**Estratto del testo:**
▽

Villaggio Dogon
Il mio secondo viaggio africano, nell’inverno 1980, è stato quello che mi ha fatto conoscere una delle più antiche e misteriose popolazioni africane: i Dogon.
Essi divennero noti grazie alla pubblicazione, nel 1948, di un saggio ad opera dell’etnologo Marcel Griaule: Dieu d’eau, entretiens avec Ogotemmêli.
Il ricercatore entrò in contatto con i Dogon durante la spedizione scientifica Dakar-Gibuti (1931-1933) che attraversò, da ovest a est, l’Africa settentrionale.
Egli, assieme all’antropologa Germaine Dieterlen e ad altri collaboratori, effettuò, in seguito, numerose spedizioni scientifiche con un’interruzione durante la Seconda guerra mondiale.
Dieu d’eau è scritto in stile romanzato per venire incontro al pubblico non specializzato e consiste in un diario dei 33 giorni che passò con un vecchio cacciatore cieco Ogotemmêli che lo ha erudito sui miti e la cosmogonia Dogon.
«Un cacciatore vuole vederti» è il messaggio che il cacciatore fece recapitare a Griaule nel 1946 e che segnò l’inizio del loro rapporto.
Griaule frequentava i Dogon già da 15 anni, ma solo allora fu probabilmente ritenuto degno di apprendere i loro segreti.
Il merito delle sue ricerche è quello di aver rivelato che i Dogon hanno una visione metafisica, sono capaci di elaborare pensieri filosofici e possiedono conoscenze astronomiche.
Questa etnia del Mali abita le pendici della falesia Bandiagara, alta alcune centinaia di metri e lunga circa 150 chilometri.

△

Record di origine
▽

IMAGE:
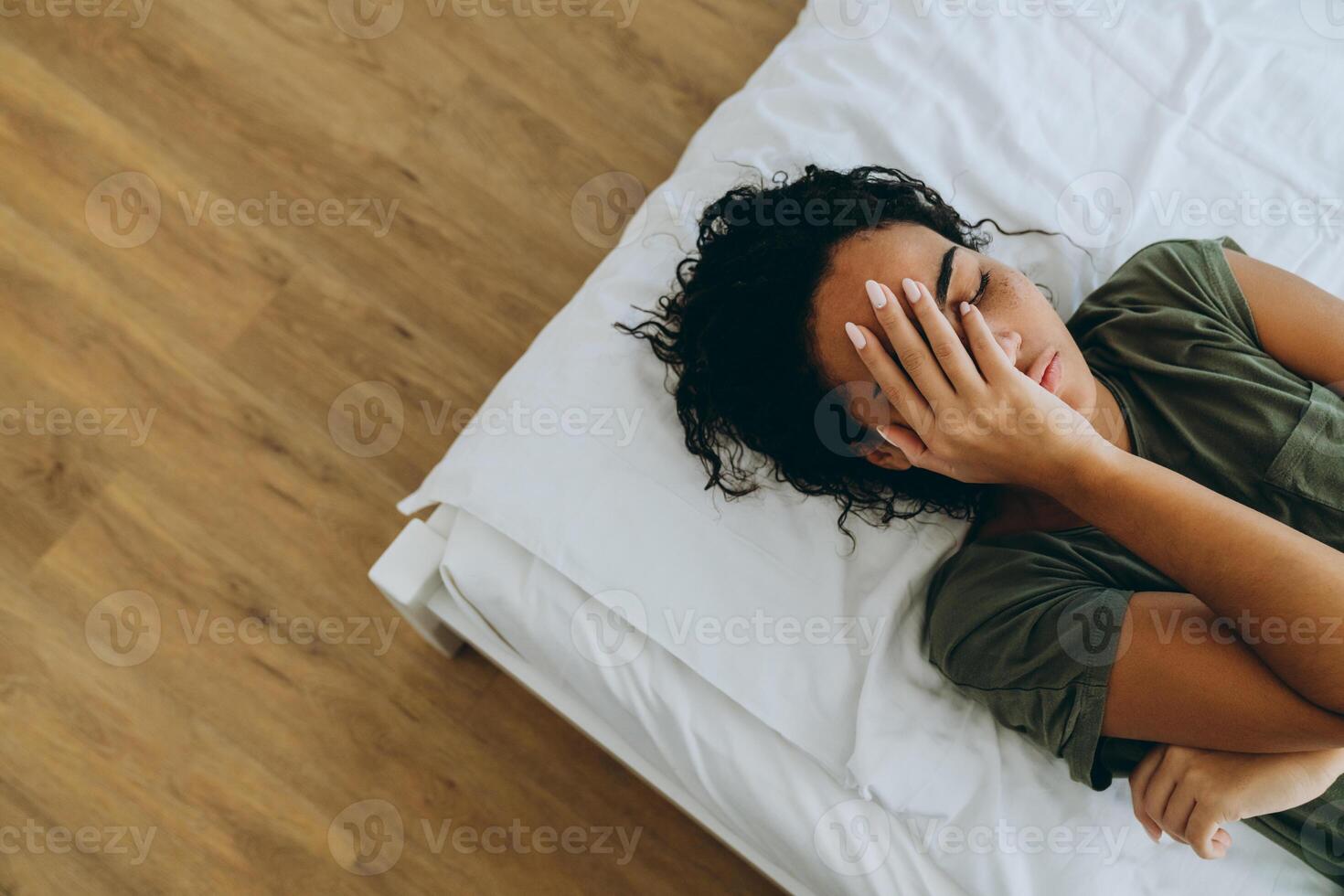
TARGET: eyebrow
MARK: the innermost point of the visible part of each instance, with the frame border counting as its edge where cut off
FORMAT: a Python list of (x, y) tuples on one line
[(945, 277)]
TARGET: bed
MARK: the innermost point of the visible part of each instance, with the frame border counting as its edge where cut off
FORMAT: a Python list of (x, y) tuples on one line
[(742, 657)]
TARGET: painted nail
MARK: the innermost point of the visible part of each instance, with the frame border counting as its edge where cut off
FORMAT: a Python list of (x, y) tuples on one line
[(875, 293)]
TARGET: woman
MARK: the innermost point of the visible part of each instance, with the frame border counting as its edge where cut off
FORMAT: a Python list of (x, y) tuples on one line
[(1155, 579)]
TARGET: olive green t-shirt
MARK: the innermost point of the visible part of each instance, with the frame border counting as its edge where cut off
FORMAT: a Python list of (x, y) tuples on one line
[(1027, 624)]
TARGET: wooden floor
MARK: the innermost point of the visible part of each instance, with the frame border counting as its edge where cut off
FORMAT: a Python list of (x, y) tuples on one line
[(240, 511)]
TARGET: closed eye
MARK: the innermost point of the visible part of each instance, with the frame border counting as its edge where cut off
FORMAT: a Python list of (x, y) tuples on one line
[(984, 285)]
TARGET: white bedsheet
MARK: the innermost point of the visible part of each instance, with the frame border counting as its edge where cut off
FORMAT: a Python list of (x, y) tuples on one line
[(1017, 835), (1192, 119)]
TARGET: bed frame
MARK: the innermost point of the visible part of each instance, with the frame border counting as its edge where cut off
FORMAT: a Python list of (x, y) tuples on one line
[(409, 577)]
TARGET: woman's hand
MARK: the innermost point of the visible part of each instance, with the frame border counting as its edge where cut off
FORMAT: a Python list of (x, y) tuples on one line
[(1191, 793), (974, 420)]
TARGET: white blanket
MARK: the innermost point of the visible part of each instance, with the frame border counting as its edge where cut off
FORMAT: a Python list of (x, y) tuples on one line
[(1118, 125)]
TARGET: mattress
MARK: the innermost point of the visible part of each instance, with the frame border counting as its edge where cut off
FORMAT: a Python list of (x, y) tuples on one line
[(785, 806), (1115, 125)]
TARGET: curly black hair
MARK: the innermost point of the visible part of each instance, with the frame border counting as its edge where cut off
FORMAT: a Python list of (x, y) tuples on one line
[(750, 404)]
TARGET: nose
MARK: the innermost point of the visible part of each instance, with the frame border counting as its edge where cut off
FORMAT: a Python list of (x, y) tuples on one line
[(1011, 343)]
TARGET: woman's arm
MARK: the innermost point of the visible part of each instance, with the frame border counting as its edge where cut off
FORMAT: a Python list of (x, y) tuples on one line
[(1284, 589), (1192, 793), (1298, 324), (1215, 693)]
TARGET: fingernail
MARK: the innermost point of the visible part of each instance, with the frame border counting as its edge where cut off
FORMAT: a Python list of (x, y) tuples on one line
[(875, 294)]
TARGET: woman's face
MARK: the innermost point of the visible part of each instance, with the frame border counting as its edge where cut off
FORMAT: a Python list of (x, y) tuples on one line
[(1024, 323)]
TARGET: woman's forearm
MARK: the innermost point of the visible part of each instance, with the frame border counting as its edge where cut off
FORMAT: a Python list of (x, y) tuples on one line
[(1283, 590)]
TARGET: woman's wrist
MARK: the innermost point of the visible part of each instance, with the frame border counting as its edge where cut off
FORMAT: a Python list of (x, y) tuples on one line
[(1081, 469)]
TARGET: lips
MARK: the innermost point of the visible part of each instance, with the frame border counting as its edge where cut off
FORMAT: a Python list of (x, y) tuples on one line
[(1051, 375)]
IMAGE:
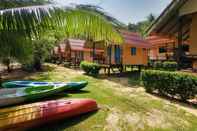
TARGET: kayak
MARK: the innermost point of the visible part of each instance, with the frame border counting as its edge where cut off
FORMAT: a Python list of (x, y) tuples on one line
[(32, 115), (12, 96), (18, 84)]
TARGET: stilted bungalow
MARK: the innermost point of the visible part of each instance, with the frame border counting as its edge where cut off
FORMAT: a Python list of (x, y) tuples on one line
[(133, 52), (179, 20), (164, 48)]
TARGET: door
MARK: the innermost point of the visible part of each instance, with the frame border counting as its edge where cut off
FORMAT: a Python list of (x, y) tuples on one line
[(117, 54)]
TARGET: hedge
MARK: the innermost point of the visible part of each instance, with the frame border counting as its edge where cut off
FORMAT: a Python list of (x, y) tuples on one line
[(166, 65), (173, 84), (170, 65), (90, 68)]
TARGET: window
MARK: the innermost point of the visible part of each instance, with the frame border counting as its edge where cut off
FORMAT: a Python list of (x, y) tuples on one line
[(162, 50), (133, 51), (185, 48)]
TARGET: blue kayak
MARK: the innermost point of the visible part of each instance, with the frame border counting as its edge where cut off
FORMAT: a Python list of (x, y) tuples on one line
[(73, 86)]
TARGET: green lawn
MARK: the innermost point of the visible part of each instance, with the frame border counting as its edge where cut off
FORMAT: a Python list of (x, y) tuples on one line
[(124, 106)]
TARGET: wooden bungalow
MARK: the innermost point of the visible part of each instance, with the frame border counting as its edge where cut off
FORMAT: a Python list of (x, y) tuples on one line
[(164, 48), (133, 52), (179, 20), (75, 51)]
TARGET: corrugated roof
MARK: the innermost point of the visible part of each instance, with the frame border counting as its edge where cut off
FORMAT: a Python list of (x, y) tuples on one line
[(79, 45), (134, 39), (158, 40)]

△

**Compito da svolgere:**
Riprendi il testo sul viaggio tra i Dogon e proseguilo a partire dall'ultima frase.

**Risposta al problema:**
Essi vi arrivarono nel XIV secolo e trovarono la falesia abitata da una popolazione di individui di bassa statura, chiamati Tellem i quali vivevano in villaggi abbarbicati sulla falesia in incavi delle rocce che raggiungevano, forse, tramite corde. All’arrivo dei Dogon i Tellem si spostarono e, probabilmente, le due etnie in parte si fusero.
Le grotte furono utilizzate come rifugi per sfuggire agli schiavisti e per seppellire i morti.
Antiche abitazioni nelle grotte
Visitai un villaggio Dogon nel dicembre 1980 durante un viaggio turistico nell’Africa settentrionale.
Per arrivare al villaggio camminammo a lungo accompagnati da una guida locale fino all’insediamento che era addossato alla falesia; vi erano anche costruzioni negli anfratti e grotte della falesia.
Vi erano pochi abitanti in quanto la maggior parte era occupata ad accudire il bestiame o nel lavoro nei campi.
La guida ci spiegò sommariamente lo stile di vita e la spiritualità dei Dogon. Troppo sommariamente per capire ma abbastanza da suscitare la mia curiosità.
In seguito, riuscii, a procurarmi un’edizione del 1966 di Dieu d’eau che ho letto con interesse.
La planimetria del villaggio ricalca il corpo umano. Esso è orientato da nord a sud con a nord la testa costituita dal Togu na, una tettoia sostenuta da 8 pali e ricoperta da strati di vegetali. Sotto di esso avvengono le riunioni del consiglio. Un po’ più a nord vi è la fucina.
Togu na
Al centro, il petto, sorgono le abitazioni famigliari; a destra e sinistra (mani) le capanne per le donne mestruate. Al di sotto delle case famigliari le macine sono disposte a guisa di sesso femminile, mentre più distanziato l’altare rappresenta l’organo sessuale maschile. Altri altari, a sud, sono i piedi.
Gli edifici, in genere cubici, sono costruiti con pietre e argilla; le porte delle case e dei granai, sono incise con raffigurazioni che rappresentano la mitologia e cosmogonia dei Dogon.
Purtroppo, negli anni, collezionisti e mercanti hanno depredato i villaggi portandosi via, per pochi denari, porte di rara bellezza vendute poi a caro prezzo.
I Dogon sono degli abili creatori di statue e maschere con valore simbolico.
Griaule e Dieterlen vennero a conoscenza di una visione mistica e metafisica allora impensabile per una popolazione priva di conoscenze tecnologiche.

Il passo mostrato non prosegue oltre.